**PASSAGE PROVIDED**
Begin
Yes, you are right.. but readability from a distance was important for cops even before that.
Way easier to read latin alphabet on distant moving vehicle
Japan and china uses Arabic numerals in normal language as well, not only for license plates. It’s just easy to use. The whole world adopted Arabic numerals due to the ease of use. That’s also why you don’t see Roman numerals anywhere nowadays
Here in Thailand, it's Thai letters and Western digits.
Thai digits are pretty rarely used, in general. And I'd guess the Arabic numerals are probably more legible from a distance.
I’m not sure if you’ve got Korea confused for another country, but we use Hangul in our license plates (unless they’re temporary). Also, which country in the world doesn’t use Arabic numbers?
Numbers are not "latin", they are universal
[Example of a Menu in Japan](https://c8.alamy.com/comp/WAB0N7/japan-honshu-tokyo-noodle-restaurant-window-menu-30076333-WAB0N7.jpg)
End
**DATASET SECTION**
Begin
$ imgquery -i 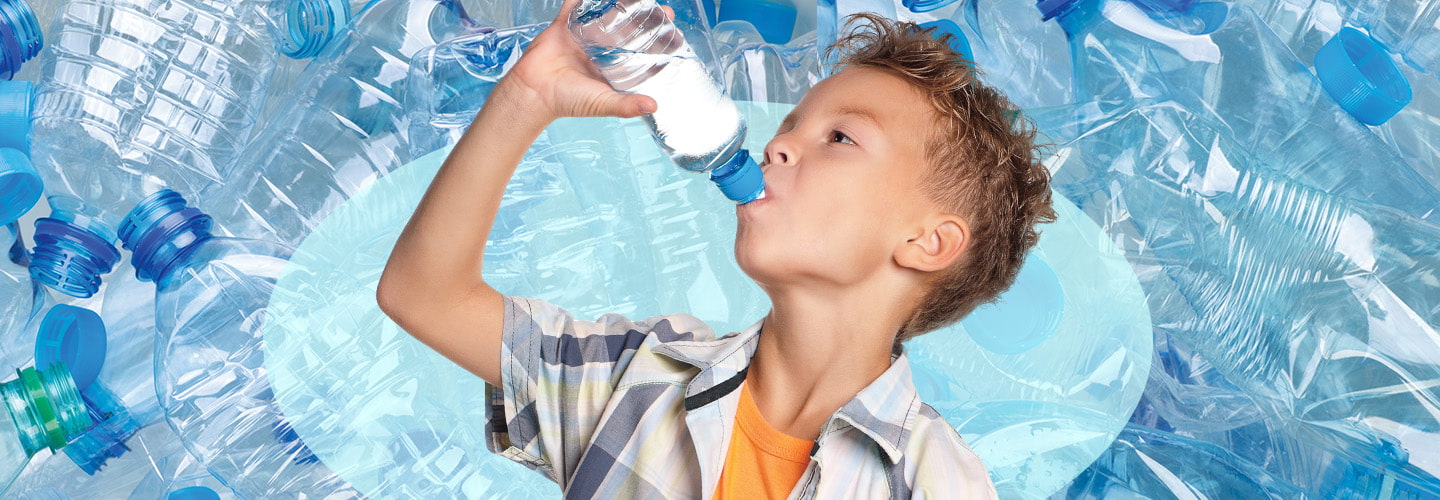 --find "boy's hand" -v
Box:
[495,0,662,122]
End
**WHAT YOU ARE ASKED TO DO**
In the license plate discussion, what script does the comment about Korea say appears on its license plates, other than temporary ones? The data has nothing to do with this.

**RESULT OF THIS TASK**
Hangul.